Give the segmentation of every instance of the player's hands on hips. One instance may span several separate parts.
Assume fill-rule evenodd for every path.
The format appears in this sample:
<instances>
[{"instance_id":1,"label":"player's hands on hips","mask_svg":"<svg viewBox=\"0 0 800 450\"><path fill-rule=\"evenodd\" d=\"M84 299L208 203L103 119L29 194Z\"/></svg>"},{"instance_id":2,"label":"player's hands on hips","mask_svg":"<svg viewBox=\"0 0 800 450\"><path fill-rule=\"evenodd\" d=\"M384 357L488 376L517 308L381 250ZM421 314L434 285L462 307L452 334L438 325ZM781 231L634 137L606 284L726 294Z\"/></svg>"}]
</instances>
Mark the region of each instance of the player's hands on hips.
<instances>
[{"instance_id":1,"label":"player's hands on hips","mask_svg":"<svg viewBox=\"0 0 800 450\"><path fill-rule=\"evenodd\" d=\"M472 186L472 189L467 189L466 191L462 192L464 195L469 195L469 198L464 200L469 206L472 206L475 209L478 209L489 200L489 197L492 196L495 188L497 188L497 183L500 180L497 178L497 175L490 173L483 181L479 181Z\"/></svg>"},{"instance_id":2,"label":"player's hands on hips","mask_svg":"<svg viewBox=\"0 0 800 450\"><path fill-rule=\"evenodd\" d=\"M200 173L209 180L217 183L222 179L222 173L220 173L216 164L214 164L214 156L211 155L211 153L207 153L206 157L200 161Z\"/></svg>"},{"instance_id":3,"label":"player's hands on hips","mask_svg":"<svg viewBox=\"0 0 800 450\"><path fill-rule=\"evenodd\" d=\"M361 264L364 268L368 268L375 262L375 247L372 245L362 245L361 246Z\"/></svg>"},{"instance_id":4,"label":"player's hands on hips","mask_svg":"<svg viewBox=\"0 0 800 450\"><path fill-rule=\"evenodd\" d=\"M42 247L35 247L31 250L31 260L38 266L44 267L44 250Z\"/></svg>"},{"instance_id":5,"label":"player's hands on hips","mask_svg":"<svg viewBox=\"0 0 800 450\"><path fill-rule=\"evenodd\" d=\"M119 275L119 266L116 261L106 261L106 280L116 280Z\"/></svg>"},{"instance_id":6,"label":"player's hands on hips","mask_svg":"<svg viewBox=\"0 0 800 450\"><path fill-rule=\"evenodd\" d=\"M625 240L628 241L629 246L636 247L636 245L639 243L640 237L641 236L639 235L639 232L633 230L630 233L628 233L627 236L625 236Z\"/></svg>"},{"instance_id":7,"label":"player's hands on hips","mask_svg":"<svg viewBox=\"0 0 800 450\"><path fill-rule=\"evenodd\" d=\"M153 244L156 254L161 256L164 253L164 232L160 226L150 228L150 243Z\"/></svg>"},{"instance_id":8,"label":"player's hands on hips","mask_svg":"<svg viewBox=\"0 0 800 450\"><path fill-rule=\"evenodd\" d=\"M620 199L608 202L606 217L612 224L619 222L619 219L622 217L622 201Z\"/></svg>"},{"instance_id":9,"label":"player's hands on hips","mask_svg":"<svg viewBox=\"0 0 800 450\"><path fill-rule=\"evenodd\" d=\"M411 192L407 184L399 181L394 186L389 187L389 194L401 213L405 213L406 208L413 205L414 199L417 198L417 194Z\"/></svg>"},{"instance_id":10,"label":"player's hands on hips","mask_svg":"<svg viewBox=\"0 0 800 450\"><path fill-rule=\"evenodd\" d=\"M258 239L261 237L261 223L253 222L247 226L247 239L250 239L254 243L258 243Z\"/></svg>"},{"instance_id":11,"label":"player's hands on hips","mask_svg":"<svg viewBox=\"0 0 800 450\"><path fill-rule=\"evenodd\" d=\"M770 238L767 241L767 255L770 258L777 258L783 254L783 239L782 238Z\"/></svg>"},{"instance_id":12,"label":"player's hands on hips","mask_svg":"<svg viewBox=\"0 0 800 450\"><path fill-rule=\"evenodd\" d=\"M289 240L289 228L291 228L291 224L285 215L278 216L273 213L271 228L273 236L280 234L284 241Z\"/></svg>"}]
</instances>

Work to be completed – Give the data again, exactly as written.

Response –
Give the segmentation of every instance of the player's hands on hips. One instance may span several separate parts.
Assume fill-rule evenodd for every path.
The format appears in this sample:
<instances>
[{"instance_id":1,"label":"player's hands on hips","mask_svg":"<svg viewBox=\"0 0 800 450\"><path fill-rule=\"evenodd\" d=\"M84 299L208 203L103 119L29 194Z\"/></svg>"},{"instance_id":2,"label":"player's hands on hips","mask_svg":"<svg viewBox=\"0 0 800 450\"><path fill-rule=\"evenodd\" d=\"M384 357L488 376L517 308L381 250ZM421 314L434 285L462 307L452 334L438 325ZM781 231L634 137L606 284L726 294Z\"/></svg>"}]
</instances>
Mark the region of each instance of the player's hands on hips.
<instances>
[{"instance_id":1,"label":"player's hands on hips","mask_svg":"<svg viewBox=\"0 0 800 450\"><path fill-rule=\"evenodd\" d=\"M472 186L472 189L467 189L466 191L462 192L464 195L469 195L469 198L464 200L469 206L472 206L475 209L478 209L489 200L489 197L492 196L495 188L497 188L497 183L500 180L497 178L497 175L490 173L483 181L479 181Z\"/></svg>"},{"instance_id":2,"label":"player's hands on hips","mask_svg":"<svg viewBox=\"0 0 800 450\"><path fill-rule=\"evenodd\" d=\"M200 173L209 180L217 183L222 179L222 173L220 173L216 164L214 164L214 156L211 155L211 153L207 153L206 157L200 161Z\"/></svg>"},{"instance_id":3,"label":"player's hands on hips","mask_svg":"<svg viewBox=\"0 0 800 450\"><path fill-rule=\"evenodd\" d=\"M361 264L364 268L368 268L375 262L375 247L372 245L362 245L361 246Z\"/></svg>"},{"instance_id":4,"label":"player's hands on hips","mask_svg":"<svg viewBox=\"0 0 800 450\"><path fill-rule=\"evenodd\" d=\"M42 247L35 247L31 250L31 260L38 266L44 267L44 250Z\"/></svg>"},{"instance_id":5,"label":"player's hands on hips","mask_svg":"<svg viewBox=\"0 0 800 450\"><path fill-rule=\"evenodd\" d=\"M119 275L119 266L116 261L106 261L106 280L116 280Z\"/></svg>"},{"instance_id":6,"label":"player's hands on hips","mask_svg":"<svg viewBox=\"0 0 800 450\"><path fill-rule=\"evenodd\" d=\"M625 240L628 241L629 246L636 247L636 245L639 243L640 237L641 236L639 235L639 232L633 230L630 233L628 233L627 236L625 236Z\"/></svg>"},{"instance_id":7,"label":"player's hands on hips","mask_svg":"<svg viewBox=\"0 0 800 450\"><path fill-rule=\"evenodd\" d=\"M153 244L156 254L161 256L164 253L164 232L160 226L150 228L150 243Z\"/></svg>"},{"instance_id":8,"label":"player's hands on hips","mask_svg":"<svg viewBox=\"0 0 800 450\"><path fill-rule=\"evenodd\" d=\"M620 199L608 202L606 217L612 224L619 222L619 219L622 217L622 201Z\"/></svg>"},{"instance_id":9,"label":"player's hands on hips","mask_svg":"<svg viewBox=\"0 0 800 450\"><path fill-rule=\"evenodd\" d=\"M411 192L407 184L399 181L394 186L389 187L389 194L401 213L405 213L406 208L413 205L414 199L417 198L417 194Z\"/></svg>"},{"instance_id":10,"label":"player's hands on hips","mask_svg":"<svg viewBox=\"0 0 800 450\"><path fill-rule=\"evenodd\" d=\"M258 239L261 237L261 223L253 222L247 226L247 239L250 239L254 243L258 243Z\"/></svg>"},{"instance_id":11,"label":"player's hands on hips","mask_svg":"<svg viewBox=\"0 0 800 450\"><path fill-rule=\"evenodd\" d=\"M770 238L767 241L767 255L770 258L777 258L783 254L783 239L782 238Z\"/></svg>"},{"instance_id":12,"label":"player's hands on hips","mask_svg":"<svg viewBox=\"0 0 800 450\"><path fill-rule=\"evenodd\" d=\"M289 240L289 228L291 228L291 224L285 215L278 216L273 213L271 228L273 236L280 234L284 241Z\"/></svg>"}]
</instances>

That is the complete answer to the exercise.